◆ About this exercise:
After locating the line that contains "column 84, row 198" in the records below, write out exactly that line and each line after it through the one that contains "column 271, row 55", and nothing else.

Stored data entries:
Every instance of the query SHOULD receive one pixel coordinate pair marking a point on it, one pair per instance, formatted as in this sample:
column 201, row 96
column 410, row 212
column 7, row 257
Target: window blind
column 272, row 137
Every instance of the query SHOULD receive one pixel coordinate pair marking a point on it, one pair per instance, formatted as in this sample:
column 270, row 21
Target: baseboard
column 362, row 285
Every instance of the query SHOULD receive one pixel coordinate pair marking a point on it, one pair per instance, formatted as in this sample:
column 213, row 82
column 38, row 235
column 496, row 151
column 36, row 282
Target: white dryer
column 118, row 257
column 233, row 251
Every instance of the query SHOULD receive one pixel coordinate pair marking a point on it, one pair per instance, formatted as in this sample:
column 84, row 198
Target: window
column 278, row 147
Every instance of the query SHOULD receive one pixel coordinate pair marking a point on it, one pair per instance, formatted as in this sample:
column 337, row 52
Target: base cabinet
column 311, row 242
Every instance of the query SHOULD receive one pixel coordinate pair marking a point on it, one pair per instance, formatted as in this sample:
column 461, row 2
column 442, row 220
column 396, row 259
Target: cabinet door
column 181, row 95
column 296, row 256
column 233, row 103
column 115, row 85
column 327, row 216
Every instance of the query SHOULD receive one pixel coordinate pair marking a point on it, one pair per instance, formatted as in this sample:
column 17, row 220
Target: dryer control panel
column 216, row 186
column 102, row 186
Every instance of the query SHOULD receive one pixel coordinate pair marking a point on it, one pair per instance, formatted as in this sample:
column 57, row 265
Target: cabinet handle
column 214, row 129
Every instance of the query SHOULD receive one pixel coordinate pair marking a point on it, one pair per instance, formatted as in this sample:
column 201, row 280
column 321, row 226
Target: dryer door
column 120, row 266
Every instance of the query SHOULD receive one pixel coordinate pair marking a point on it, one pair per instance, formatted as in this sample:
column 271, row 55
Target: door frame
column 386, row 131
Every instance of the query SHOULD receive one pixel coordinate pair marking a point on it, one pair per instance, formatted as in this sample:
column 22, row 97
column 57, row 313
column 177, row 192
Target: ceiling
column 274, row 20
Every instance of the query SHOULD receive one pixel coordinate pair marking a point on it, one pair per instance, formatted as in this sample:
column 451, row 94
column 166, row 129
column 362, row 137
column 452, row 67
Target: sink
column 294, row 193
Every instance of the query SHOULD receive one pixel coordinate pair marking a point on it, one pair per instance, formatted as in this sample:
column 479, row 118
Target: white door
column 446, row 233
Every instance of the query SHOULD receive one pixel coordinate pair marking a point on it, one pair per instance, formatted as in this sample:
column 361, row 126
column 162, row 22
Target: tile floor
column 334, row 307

◆ Answer:
column 84, row 198
Target: window
column 278, row 147
Every instance of the query SHOULD receive one pixel coordinate pair marking a point on it, one pair per instance, formatted as in this sample:
column 337, row 52
Target: base cabinet
column 311, row 242
Every instance of the query SHOULD receive one pixel coordinate pair marking a point on it, one pair per instance, formatted as in this sample:
column 461, row 2
column 442, row 220
column 396, row 259
Target: cabinet door
column 181, row 95
column 296, row 256
column 233, row 103
column 115, row 85
column 327, row 216
Every instance of the query SHOULD receive one pixel coordinate pair marking a point on it, one pair per instance, formatted as in this sample:
column 17, row 220
Target: dryer control panel
column 216, row 186
column 102, row 186
Every instance of the query SHOULD receive one pixel coordinate pair marking a point on it, one pair per instance, formatted as in this sample:
column 57, row 265
Target: cabinet handle
column 214, row 129
Every instance of the query SHOULD receive one pixel coordinate pair marking a point on it, one pair per instance, formatted as in this sample:
column 201, row 280
column 321, row 226
Target: dryer door
column 120, row 266
Every instance of the query SHOULD receive one pixel coordinate pair marking a point on it, one pair per instance, formatted as in this sample:
column 271, row 55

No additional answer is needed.